*TASK DETAILS*
How many lines in the records below contain the string "player"? Reply with the number alone.

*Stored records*
======

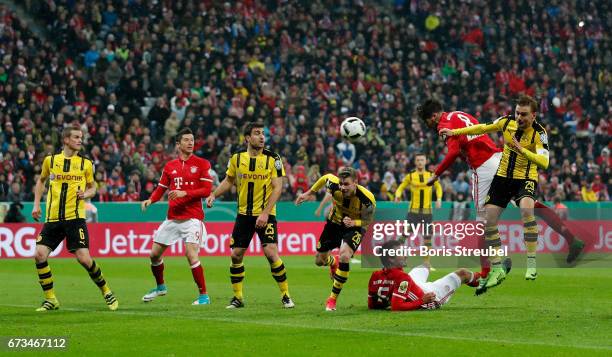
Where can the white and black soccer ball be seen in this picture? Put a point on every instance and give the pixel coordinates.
(352, 128)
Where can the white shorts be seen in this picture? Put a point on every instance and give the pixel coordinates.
(190, 231)
(482, 178)
(444, 288)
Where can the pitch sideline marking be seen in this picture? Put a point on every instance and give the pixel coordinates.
(342, 329)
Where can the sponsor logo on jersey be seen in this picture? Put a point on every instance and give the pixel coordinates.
(67, 177)
(249, 176)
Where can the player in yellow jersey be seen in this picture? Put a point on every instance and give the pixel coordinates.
(419, 210)
(70, 183)
(352, 212)
(525, 150)
(257, 174)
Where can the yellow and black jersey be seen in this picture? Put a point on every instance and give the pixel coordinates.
(420, 193)
(254, 179)
(517, 165)
(66, 177)
(360, 207)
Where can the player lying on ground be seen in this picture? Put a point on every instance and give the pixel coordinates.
(348, 220)
(484, 159)
(70, 183)
(392, 288)
(188, 180)
(257, 174)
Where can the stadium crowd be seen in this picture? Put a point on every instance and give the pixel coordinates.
(132, 72)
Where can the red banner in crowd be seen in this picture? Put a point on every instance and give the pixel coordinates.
(295, 238)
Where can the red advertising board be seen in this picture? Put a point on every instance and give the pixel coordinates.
(295, 238)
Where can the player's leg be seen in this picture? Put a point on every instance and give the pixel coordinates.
(192, 253)
(426, 219)
(95, 273)
(244, 228)
(268, 236)
(237, 277)
(530, 235)
(497, 273)
(193, 232)
(351, 238)
(326, 244)
(165, 235)
(554, 221)
(45, 278)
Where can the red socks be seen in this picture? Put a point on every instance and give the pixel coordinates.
(158, 272)
(198, 277)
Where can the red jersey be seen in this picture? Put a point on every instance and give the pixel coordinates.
(191, 176)
(394, 288)
(474, 149)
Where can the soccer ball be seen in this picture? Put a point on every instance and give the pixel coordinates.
(352, 128)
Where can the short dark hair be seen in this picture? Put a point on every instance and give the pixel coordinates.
(69, 129)
(385, 259)
(184, 131)
(346, 172)
(525, 100)
(248, 128)
(428, 108)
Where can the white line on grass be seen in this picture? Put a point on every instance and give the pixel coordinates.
(341, 329)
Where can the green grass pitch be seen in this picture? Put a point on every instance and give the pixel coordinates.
(565, 312)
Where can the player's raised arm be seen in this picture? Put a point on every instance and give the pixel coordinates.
(321, 182)
(328, 197)
(400, 190)
(39, 188)
(540, 157)
(475, 129)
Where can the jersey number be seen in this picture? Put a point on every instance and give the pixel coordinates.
(468, 123)
(356, 238)
(178, 181)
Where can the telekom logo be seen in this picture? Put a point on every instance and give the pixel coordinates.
(178, 182)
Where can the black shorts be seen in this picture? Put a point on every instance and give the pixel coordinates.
(415, 218)
(504, 189)
(334, 234)
(74, 231)
(244, 228)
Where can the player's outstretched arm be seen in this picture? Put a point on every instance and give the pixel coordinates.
(328, 197)
(39, 188)
(38, 192)
(223, 187)
(322, 181)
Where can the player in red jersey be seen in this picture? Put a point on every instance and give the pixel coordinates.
(393, 288)
(483, 157)
(189, 181)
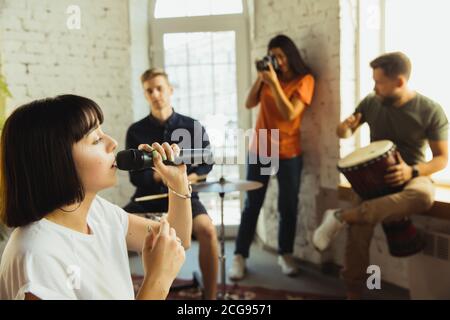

======

*RESPONSE TO THIS TASK*
6